## [Work item]
Pictures are to be omitted; everything else in the data must be transcribed exactly.
════════════════════
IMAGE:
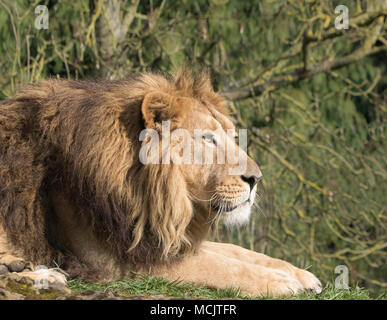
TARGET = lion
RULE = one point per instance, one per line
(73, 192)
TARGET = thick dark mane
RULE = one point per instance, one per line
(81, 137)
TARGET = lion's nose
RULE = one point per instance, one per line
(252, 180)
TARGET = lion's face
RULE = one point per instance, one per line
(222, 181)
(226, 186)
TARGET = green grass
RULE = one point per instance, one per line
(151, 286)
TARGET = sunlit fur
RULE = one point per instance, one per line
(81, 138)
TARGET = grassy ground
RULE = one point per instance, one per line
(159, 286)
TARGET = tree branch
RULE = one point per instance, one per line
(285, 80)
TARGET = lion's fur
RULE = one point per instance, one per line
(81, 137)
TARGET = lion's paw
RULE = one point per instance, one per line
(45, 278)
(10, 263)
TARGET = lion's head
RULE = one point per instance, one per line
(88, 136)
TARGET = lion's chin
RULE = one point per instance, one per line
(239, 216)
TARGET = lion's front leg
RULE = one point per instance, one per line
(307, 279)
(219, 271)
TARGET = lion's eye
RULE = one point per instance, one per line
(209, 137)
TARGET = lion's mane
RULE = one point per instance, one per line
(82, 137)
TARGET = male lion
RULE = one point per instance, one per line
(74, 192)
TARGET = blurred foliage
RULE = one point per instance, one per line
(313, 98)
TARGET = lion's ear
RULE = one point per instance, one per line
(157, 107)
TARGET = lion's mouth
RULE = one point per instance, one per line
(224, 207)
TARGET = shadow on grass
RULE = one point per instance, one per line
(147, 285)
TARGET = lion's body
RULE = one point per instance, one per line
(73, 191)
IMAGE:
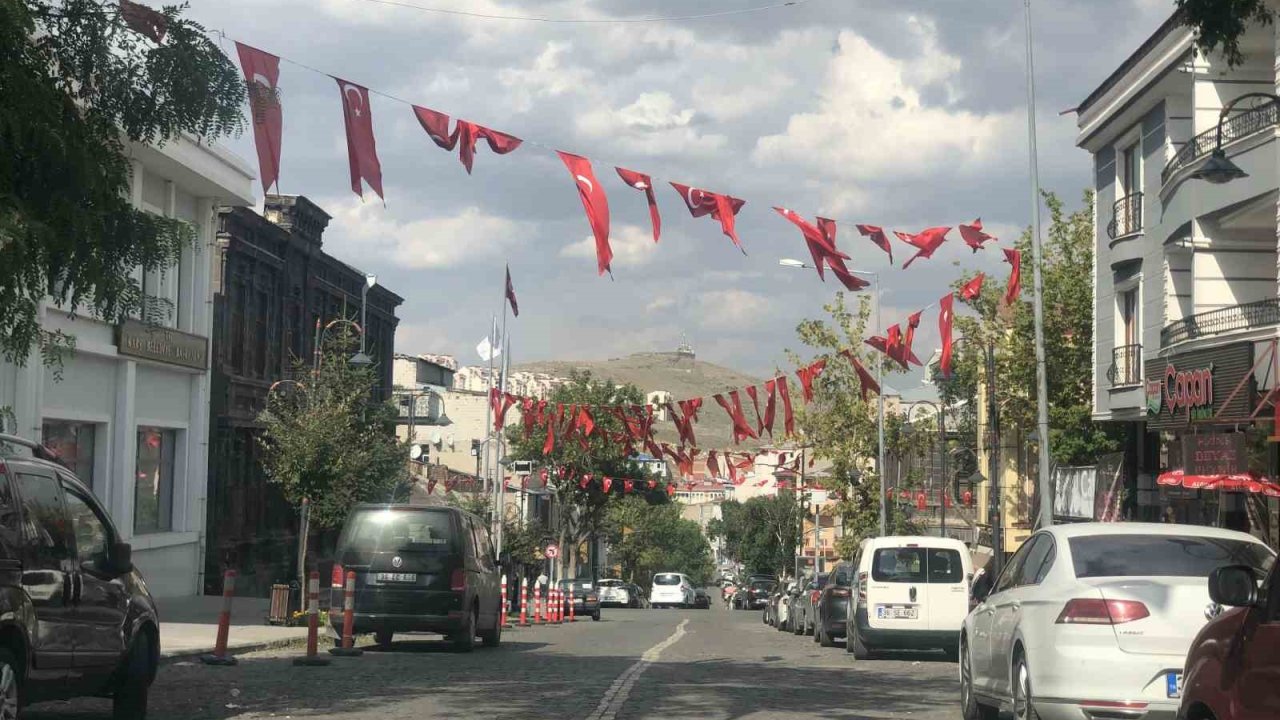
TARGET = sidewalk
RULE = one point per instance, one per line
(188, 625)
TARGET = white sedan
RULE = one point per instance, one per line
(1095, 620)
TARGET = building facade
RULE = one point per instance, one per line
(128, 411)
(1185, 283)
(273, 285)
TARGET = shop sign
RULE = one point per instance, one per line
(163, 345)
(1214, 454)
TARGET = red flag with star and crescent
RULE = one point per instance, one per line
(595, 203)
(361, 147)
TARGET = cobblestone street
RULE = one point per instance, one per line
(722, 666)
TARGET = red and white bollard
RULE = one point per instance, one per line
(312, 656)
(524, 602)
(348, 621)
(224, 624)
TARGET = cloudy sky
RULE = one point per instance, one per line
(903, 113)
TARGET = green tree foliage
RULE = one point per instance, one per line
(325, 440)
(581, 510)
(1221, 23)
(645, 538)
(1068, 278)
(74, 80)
════════════════════
## [Response for this exercise]
IMAGE:
TARGET = lion
RULE = one point per instance, one per line
(73, 192)
TARGET = thick dark mane
RULE = one point per instance, one per line
(81, 137)
TARGET = lion's nose
RULE = one point per instance, one per line
(252, 180)
TARGET = lion's face
RULE = one point per instance, one per line
(222, 181)
(226, 186)
TARGET = green grass
RULE = one point per instance, one per line
(151, 286)
TARGET = sunlit fur
RULE = one point per instance, one per line
(81, 138)
TARGET = grassy ground
RULE = one point per instance, one per line
(159, 286)
TARGET = tree branch
RULE = one point per instance, one per line
(285, 80)
TARGET = lion's fur
RULE = one point per instance, one per line
(81, 137)
TARGET = lion's paw
RULE = one point per instance, one per line
(45, 278)
(10, 263)
TARGET = lion's head
RULE = one point per instance, one per line
(88, 136)
TARGET = lion's chin
RULE = one point per instance, one per line
(239, 216)
TARGET = lion's front leg
RULE = one point per instance, one per line
(307, 279)
(219, 271)
TARGET = lion's eye
RULE = one point per instance, one per line
(209, 137)
TARGET = lion's mane
RULE = one point per instance, one per line
(82, 137)
TARGET = male lion
RULE = one point per instance, one per line
(74, 192)
TARGET = blurred foliage
RULE = one point per instance, one per line
(313, 98)
TARGET = lion's ear
RULE = one point per instance, one per line
(157, 107)
TARGET = lion's mouth
RULE = one point per instance, one per line
(224, 207)
TARGET = shadow on grass
RULE = one point per instance, one per line
(147, 285)
TARGET = lion's body
RULE = one point per instance, one per line
(73, 191)
IMAGE:
TARGET = sidewalk
RULE = one point per instance, one per line
(188, 625)
TARGET = white sedan
RULE = one point per instance, one per line
(1095, 620)
TARGET = building facade
RULE = one point per instance, one per line
(128, 411)
(1185, 283)
(273, 285)
TARGET = shop sign
RULE = one point per instance, one per line
(163, 345)
(1214, 454)
TARGET = red flag with star and crescent
RULE = one point per instance, one per line
(595, 203)
(361, 147)
TARGET = cobblestone street
RULE = one point per instance, one per line
(722, 666)
TARGET = red and white bollard
RULE = one point per instance, one per line
(312, 656)
(524, 602)
(348, 621)
(224, 624)
TARGET = cloudy sky
RULE = one point per instance, one per line
(903, 113)
TARGET = green tree foliage
RULE = one point per instance, one per line
(325, 440)
(581, 510)
(1221, 23)
(645, 538)
(1068, 278)
(74, 80)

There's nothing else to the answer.